**Your task**
Gather every line of the listing that contains the string "building" and copy those lines.

**Data for this exercise**
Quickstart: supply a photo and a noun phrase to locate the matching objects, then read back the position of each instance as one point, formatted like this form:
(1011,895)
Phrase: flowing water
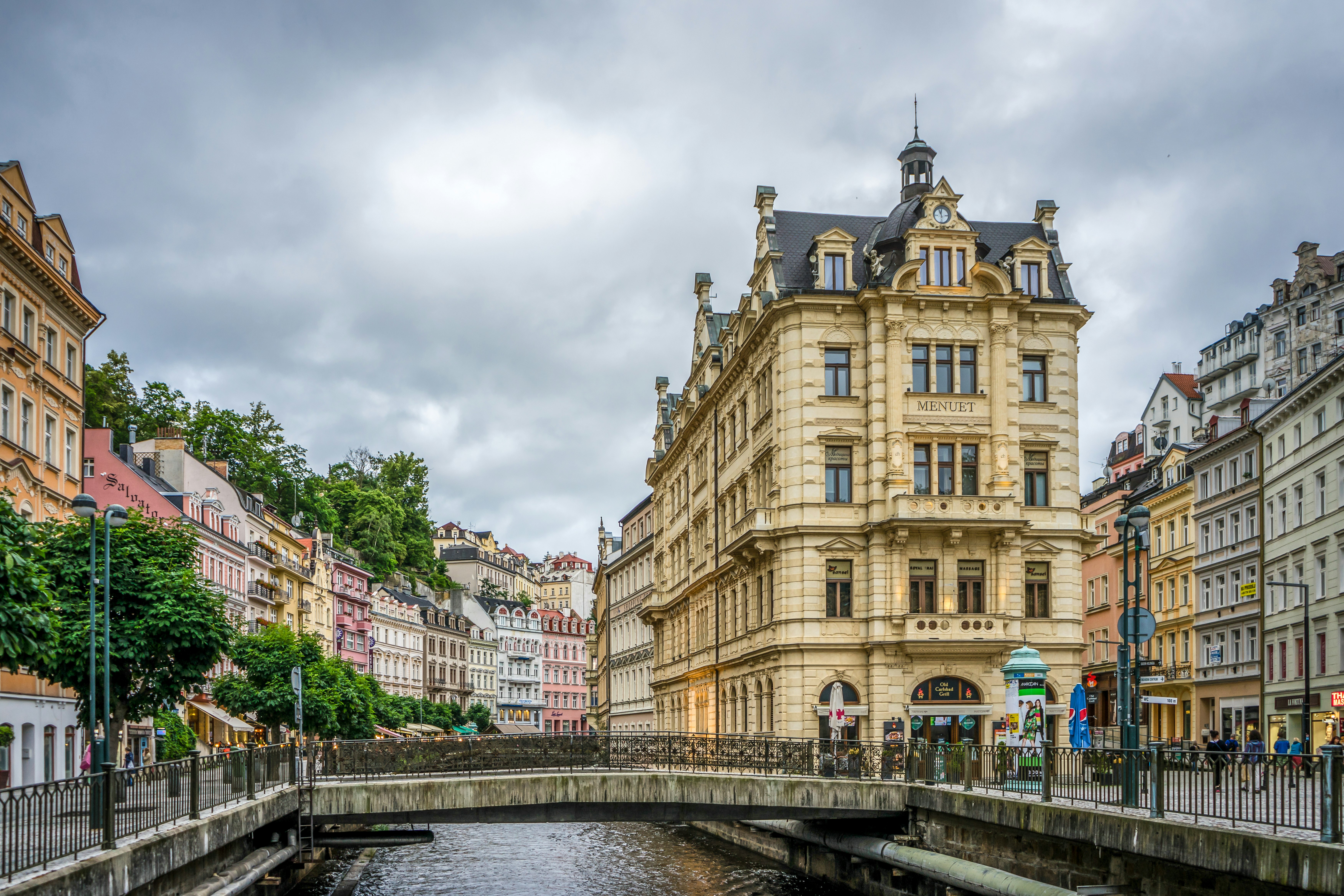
(569,860)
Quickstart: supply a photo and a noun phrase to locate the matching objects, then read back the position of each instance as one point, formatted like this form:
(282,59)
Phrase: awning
(210,710)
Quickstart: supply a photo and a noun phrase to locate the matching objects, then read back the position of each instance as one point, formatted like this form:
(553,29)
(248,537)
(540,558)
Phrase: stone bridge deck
(601,796)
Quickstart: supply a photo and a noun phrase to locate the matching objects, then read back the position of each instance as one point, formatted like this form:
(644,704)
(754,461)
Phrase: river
(568,860)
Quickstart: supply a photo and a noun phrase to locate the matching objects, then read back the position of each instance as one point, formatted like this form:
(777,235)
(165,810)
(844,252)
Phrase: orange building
(45,323)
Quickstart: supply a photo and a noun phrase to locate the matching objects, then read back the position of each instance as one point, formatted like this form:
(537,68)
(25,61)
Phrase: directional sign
(1138,625)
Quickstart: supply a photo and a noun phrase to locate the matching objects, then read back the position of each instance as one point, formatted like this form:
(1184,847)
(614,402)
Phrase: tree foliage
(169,624)
(26,620)
(373,504)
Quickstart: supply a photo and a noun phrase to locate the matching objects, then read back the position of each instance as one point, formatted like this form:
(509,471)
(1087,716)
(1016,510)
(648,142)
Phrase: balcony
(261,553)
(937,631)
(956,508)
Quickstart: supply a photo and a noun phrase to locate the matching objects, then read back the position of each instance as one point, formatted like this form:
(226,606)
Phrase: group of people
(1252,768)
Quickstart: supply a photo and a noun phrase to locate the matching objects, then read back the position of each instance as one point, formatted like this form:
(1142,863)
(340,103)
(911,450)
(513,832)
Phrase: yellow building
(871,476)
(1173,549)
(45,320)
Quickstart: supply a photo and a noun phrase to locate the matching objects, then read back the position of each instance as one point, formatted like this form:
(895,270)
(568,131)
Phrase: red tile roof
(1186,383)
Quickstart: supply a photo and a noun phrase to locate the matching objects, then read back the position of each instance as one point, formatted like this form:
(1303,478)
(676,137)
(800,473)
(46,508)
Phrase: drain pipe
(958,872)
(236,879)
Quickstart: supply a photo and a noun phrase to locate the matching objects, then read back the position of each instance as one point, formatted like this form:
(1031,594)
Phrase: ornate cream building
(871,475)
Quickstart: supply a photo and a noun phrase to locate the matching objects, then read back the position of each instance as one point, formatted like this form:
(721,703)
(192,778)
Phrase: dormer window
(1031,279)
(835,272)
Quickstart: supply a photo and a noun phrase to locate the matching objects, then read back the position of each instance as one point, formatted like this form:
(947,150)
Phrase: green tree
(480,714)
(27,627)
(178,738)
(169,624)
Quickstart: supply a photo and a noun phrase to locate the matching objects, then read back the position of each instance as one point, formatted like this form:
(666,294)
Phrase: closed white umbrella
(837,710)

**Task answer**
Phrase: orange building
Phrase: yellow building
Phrase: ornate cream building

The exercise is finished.